Text excerpt:
If you practice proper handwashing using the correct order of steps, your hands will be infinitely cleaner than if you'd only given them a quick rinse under the tap. Just follow these simple handwashing guidelines to get rid of those nasty germs.
Exact Order of Steps for Handwashing
According to the Centers for Disease Control (CDC) , following the correct order of steps for proper handwashing is one of the most effective ways to avoid spreading germs, which include harmful bacteria, viruses such as COVID - 19, and other micro-organisms.
1. Wet your hands with running water and then turn off the faucet to conserve water.
2. Apply a liberal amount of soap to your hands.
3. Lather your hands well, making sure to scrub between your fingers, under your rings, under your nails, and the back of your hands.
4. Keep scrubbing your hands together for at least 20 seconds.
5. Rinse the soap off under clean, running water and use a paper towel to turn off the tap.
6. Dry your hands using a fresh paper towel and then throw it away.
Further Handwashing Guidelines
Now that you have the general steps for handwashing in the proper order, these additional tips will help you reap the most benefits every time you wash.
Choosing Your Soap
Liquid, foaming, and bar soaps are all equally useful, although liquid and foaming soaps are what you'll most likely find when you're out in public. Surprisingly, the FDA says there isn't enough proof antibacterial soap is necessary to get the job done despite ad campaigns focused on making the public believe otherwise.

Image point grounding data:
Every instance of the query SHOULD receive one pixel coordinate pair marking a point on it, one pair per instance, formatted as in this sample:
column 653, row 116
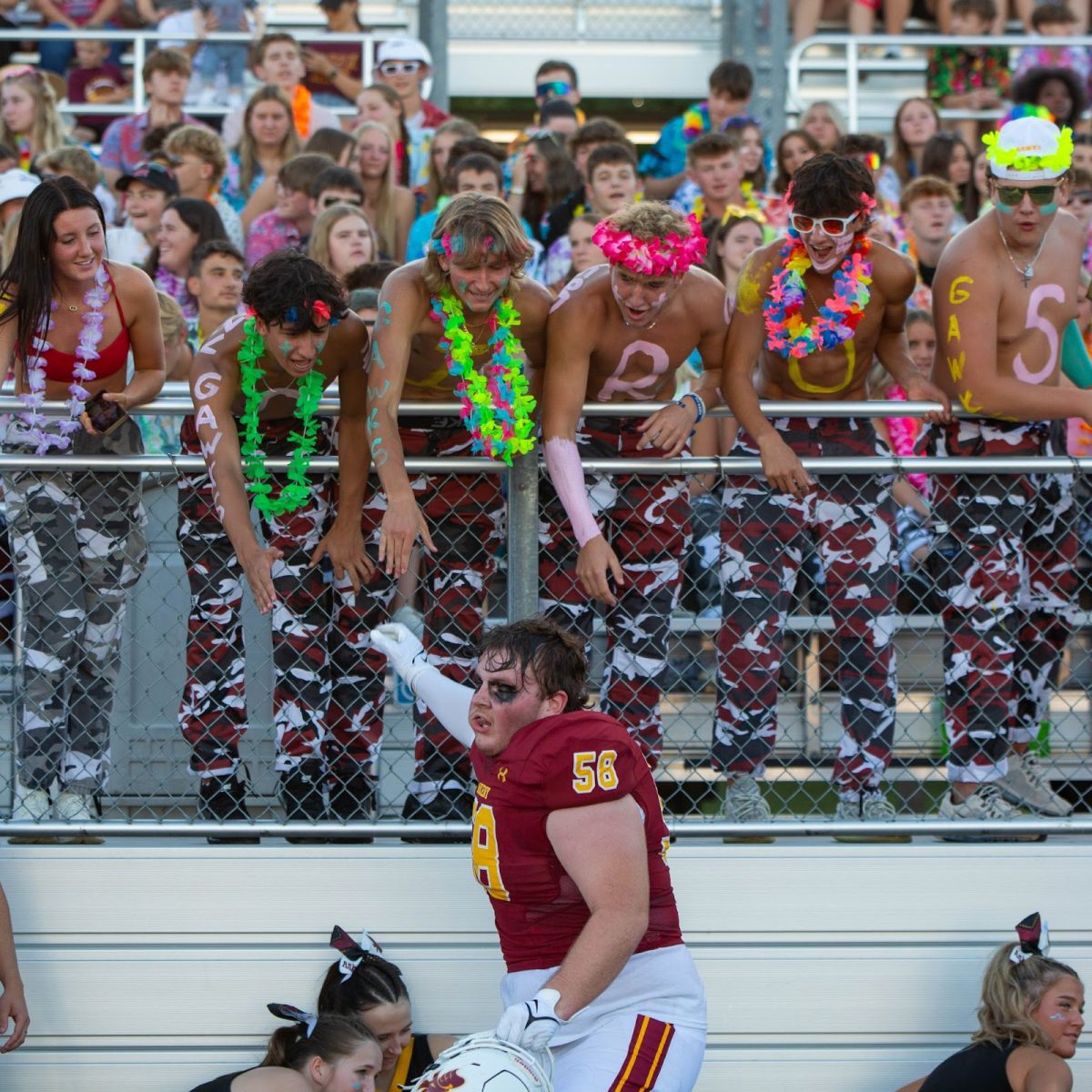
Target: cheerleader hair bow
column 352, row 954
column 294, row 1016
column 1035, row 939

--

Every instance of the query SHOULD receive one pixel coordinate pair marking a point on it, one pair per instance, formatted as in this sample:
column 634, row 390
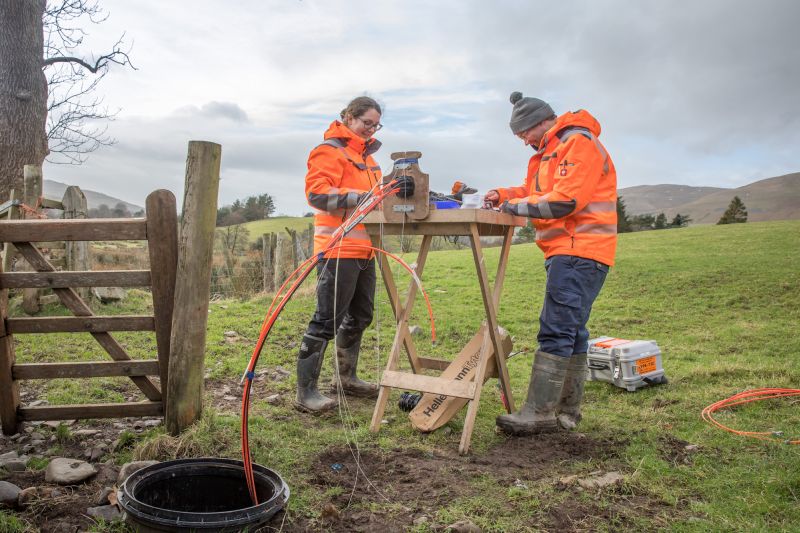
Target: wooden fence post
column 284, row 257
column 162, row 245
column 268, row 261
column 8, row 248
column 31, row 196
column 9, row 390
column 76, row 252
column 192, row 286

Description of the task:
Continue the handwashing guide from its last sentence, adding the next part in the same style.

Response:
Best Water Temperature
While water temperature really doesn't factor into killing germs during handwashing, warm water tends to work better than cold for building up a good lather. Simply use whichever water temperature you're comfortable with so you're washing for the proper amount of time.
How Long Handwashing Should Take
As mentioned, you should lather your hands for a good 20 seconds to kill germs. You can use the old " 1, one-thousand, 2, one-thousand..." method of counting out the seconds, or you can sing the Happy Birthday song twice through. This second method is especially good for helping children understand how long they should wash before rinsing.
Avoiding Immediate Recontamination
The sink faucet handle is one of the most common surfaces that is prone to carrying germs. This doesn't mean too much while your hands are soapy because the soap is designed to kill germs. The problem is touching the tap after you've rinsed off the soap. That's why it's important to use a paper towel to turn off the tap and then throw that towel away.
Safe and Effective Drying
Always use a fresh paper towel to dry your hands, and then dispose it immediately. According to Harvard University, it's better to avoid those hot air dryers since they tend to blow microbes around. They also state that it's important not to skip hand drying since leaving your hands wet can allow bacteria to survive.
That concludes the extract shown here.